=== Information given ===

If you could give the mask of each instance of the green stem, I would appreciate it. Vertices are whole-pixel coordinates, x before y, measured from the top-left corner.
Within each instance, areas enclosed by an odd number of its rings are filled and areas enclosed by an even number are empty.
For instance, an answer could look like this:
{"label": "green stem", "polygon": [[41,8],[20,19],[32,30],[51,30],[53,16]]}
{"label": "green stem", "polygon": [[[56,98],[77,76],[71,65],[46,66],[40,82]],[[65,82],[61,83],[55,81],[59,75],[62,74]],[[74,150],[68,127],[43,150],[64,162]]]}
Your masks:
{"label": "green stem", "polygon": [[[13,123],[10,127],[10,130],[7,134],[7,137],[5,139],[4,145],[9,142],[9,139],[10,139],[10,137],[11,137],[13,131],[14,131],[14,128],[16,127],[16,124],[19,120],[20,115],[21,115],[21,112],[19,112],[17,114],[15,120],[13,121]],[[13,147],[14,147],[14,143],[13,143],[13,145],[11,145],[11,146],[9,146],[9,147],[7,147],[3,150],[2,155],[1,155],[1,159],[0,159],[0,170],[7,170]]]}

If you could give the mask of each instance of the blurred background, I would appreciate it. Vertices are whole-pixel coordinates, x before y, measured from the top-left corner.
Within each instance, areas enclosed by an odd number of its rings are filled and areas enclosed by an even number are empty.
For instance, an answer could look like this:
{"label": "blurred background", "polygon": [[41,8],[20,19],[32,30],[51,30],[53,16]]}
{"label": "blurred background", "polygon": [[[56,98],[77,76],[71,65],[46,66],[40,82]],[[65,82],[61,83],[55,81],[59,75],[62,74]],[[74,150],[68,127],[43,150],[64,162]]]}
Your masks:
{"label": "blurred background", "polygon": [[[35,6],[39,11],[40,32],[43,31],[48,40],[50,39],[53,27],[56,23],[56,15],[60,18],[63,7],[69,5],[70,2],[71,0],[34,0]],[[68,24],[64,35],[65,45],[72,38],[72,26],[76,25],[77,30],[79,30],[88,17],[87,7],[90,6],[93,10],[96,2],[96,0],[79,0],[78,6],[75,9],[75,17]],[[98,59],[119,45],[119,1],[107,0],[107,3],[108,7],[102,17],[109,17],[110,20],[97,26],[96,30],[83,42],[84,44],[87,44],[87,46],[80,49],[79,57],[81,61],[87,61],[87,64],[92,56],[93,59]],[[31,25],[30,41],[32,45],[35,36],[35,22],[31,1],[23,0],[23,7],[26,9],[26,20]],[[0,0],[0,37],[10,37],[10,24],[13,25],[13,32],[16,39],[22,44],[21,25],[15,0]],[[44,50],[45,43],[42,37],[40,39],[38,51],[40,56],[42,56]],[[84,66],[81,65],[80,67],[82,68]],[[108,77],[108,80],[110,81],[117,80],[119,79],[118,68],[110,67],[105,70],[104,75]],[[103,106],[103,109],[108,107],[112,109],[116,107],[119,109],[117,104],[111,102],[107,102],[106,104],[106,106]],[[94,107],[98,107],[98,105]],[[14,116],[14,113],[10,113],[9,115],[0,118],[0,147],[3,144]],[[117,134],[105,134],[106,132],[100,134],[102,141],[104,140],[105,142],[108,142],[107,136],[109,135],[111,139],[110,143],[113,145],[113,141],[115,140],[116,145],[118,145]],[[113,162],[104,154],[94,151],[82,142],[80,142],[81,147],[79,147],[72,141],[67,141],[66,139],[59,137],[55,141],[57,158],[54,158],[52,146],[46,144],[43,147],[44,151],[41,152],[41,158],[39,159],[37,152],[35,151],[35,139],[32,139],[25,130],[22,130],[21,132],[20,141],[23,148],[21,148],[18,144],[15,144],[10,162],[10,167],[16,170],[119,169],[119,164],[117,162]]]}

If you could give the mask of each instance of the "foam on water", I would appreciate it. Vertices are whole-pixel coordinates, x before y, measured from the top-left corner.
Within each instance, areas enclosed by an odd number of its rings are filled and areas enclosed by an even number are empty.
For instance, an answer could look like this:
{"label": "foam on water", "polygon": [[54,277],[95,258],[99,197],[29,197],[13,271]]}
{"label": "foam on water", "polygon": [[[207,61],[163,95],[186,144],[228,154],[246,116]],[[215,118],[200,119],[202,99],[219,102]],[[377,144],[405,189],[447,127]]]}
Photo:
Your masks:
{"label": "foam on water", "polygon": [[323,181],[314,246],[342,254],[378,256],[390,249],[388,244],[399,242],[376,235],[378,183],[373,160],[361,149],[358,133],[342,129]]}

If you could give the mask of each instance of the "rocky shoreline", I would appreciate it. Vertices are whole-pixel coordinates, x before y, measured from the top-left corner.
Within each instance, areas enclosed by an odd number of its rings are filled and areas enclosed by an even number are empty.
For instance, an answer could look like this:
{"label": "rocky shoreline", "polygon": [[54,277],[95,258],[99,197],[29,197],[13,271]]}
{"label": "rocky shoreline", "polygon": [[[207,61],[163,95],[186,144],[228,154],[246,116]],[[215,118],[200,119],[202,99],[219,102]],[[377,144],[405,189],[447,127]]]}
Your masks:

=== Goal ===
Nothing should be left out: repeat all of the data exactly.

=== Problem solution ===
If you could give the mask of each instance of the green stem, I would appreciate it. Vertices are whole-pixel coordinates, x before y, measured from the top-left corner.
Within each instance, areas enclosed by an odd number of its rings are filled and areas enclosed by an even number are empty.
For instance, an answer could look like this:
{"label": "green stem", "polygon": [[41,8],[20,19],[32,30],[51,30],[53,16]]}
{"label": "green stem", "polygon": [[[56,98],[77,76],[71,65],[46,66],[40,82]],[[65,82],[61,83],[55,81],[59,75],[62,74]],[[74,150],[68,127],[43,150],[64,162]]]}
Your masks:
{"label": "green stem", "polygon": [[[13,123],[10,127],[10,130],[7,134],[7,137],[5,139],[4,145],[9,142],[9,139],[10,139],[10,137],[11,137],[13,131],[14,131],[14,128],[16,127],[16,124],[19,120],[20,115],[21,115],[21,112],[19,112],[17,114],[15,120],[13,121]],[[13,147],[14,147],[14,143],[13,143],[13,145],[11,145],[11,146],[9,146],[9,147],[7,147],[3,150],[2,155],[1,155],[1,159],[0,159],[0,170],[7,170]]]}

If you could give the mask of each instance of the blurred background, I would appreciate it. Vertices are whole-pixel coordinates, x before y, measured from the top-left corner.
Within each instance, areas enclosed by an odd number of its rings are filled and areas enclosed by an even number are empty.
For instance, an answer could look like this:
{"label": "blurred background", "polygon": [[41,8],[20,19],[32,30],[51,30],[53,16]]}
{"label": "blurred background", "polygon": [[[56,98],[77,76],[71,65],[46,66],[40,82]],[[65,82],[61,83],[55,81],[59,75],[62,74]],[[74,150],[68,127],[43,150],[64,162]]]}
Your masks:
{"label": "blurred background", "polygon": [[[35,6],[39,11],[40,32],[43,31],[48,40],[50,39],[53,27],[56,23],[56,15],[60,18],[63,7],[69,5],[70,2],[71,0],[34,0]],[[68,24],[64,35],[65,45],[72,38],[72,26],[76,25],[77,30],[79,30],[88,17],[87,7],[90,6],[93,10],[96,2],[96,0],[79,0],[78,6],[75,9],[75,17]],[[98,59],[119,45],[119,1],[107,0],[107,3],[108,7],[102,17],[109,17],[110,20],[97,26],[96,30],[83,42],[84,44],[87,44],[87,46],[80,49],[79,57],[81,61],[87,61],[87,64],[92,56],[93,59]],[[31,25],[30,41],[32,45],[35,36],[35,22],[31,1],[23,0],[23,7],[26,9],[26,20]],[[0,0],[0,37],[10,37],[10,24],[13,25],[13,32],[16,39],[22,44],[21,25],[15,0]],[[44,50],[45,43],[42,37],[40,39],[38,51],[40,56],[42,56]],[[84,66],[81,65],[80,67],[82,68]],[[108,77],[108,80],[110,81],[117,80],[119,79],[118,68],[110,67],[105,70],[104,75]],[[103,106],[103,109],[108,107],[112,109],[116,107],[119,109],[117,104],[111,102],[107,102],[106,104],[106,106]],[[94,107],[98,107],[98,105]],[[14,116],[14,113],[10,113],[9,115],[0,118],[0,147],[3,144]],[[117,134],[105,134],[106,132],[100,134],[102,141],[104,140],[105,142],[108,142],[107,136],[109,135],[111,139],[110,143],[113,145],[113,141],[115,140],[116,145],[118,145]],[[113,162],[104,154],[94,151],[82,142],[80,142],[81,147],[79,147],[72,141],[67,141],[66,139],[59,137],[55,141],[57,158],[54,158],[52,146],[46,144],[43,147],[44,151],[41,152],[41,158],[39,159],[37,152],[35,151],[35,139],[32,139],[25,130],[22,130],[21,132],[20,141],[23,148],[21,148],[18,144],[15,144],[10,162],[10,167],[16,170],[119,169],[119,164],[117,162]]]}

If you could give the mask of each instance of the "foam on water", I would appreciate it. Vertices are whole-pixel coordinates, x before y, measured from the top-left corner.
Within each instance, areas enclosed by an odd number of its rings are filled and areas enclosed by an even number are empty.
For instance, an answer could look like this:
{"label": "foam on water", "polygon": [[54,277],[95,258],[99,197],[29,197],[13,271]]}
{"label": "foam on water", "polygon": [[[207,61],[163,95],[186,144],[228,154],[246,116]],[[215,118],[200,119],[202,99],[219,102]],[[377,144],[405,189],[447,127]]]}
Photo:
Your masks:
{"label": "foam on water", "polygon": [[323,181],[314,246],[342,254],[378,256],[390,249],[388,244],[399,242],[376,235],[378,183],[373,160],[361,149],[358,133],[342,129]]}

If you could give the mask of each instance of the "rocky shoreline", I would appreciate it. Vertices are whole-pixel coordinates, x before y, measured from the top-left corner.
Within each instance, areas enclosed by an odd number of its rings are filled and areas enclosed by an even number are empty.
For instance, an answer could look like this:
{"label": "rocky shoreline", "polygon": [[54,277],[95,258],[99,197],[29,197],[13,271]]}
{"label": "rocky shoreline", "polygon": [[[207,61],[163,95],[186,144],[228,154],[246,116]],[[215,118],[200,119],[202,99],[219,102]],[[377,144],[405,189],[447,127]]]}
Your masks:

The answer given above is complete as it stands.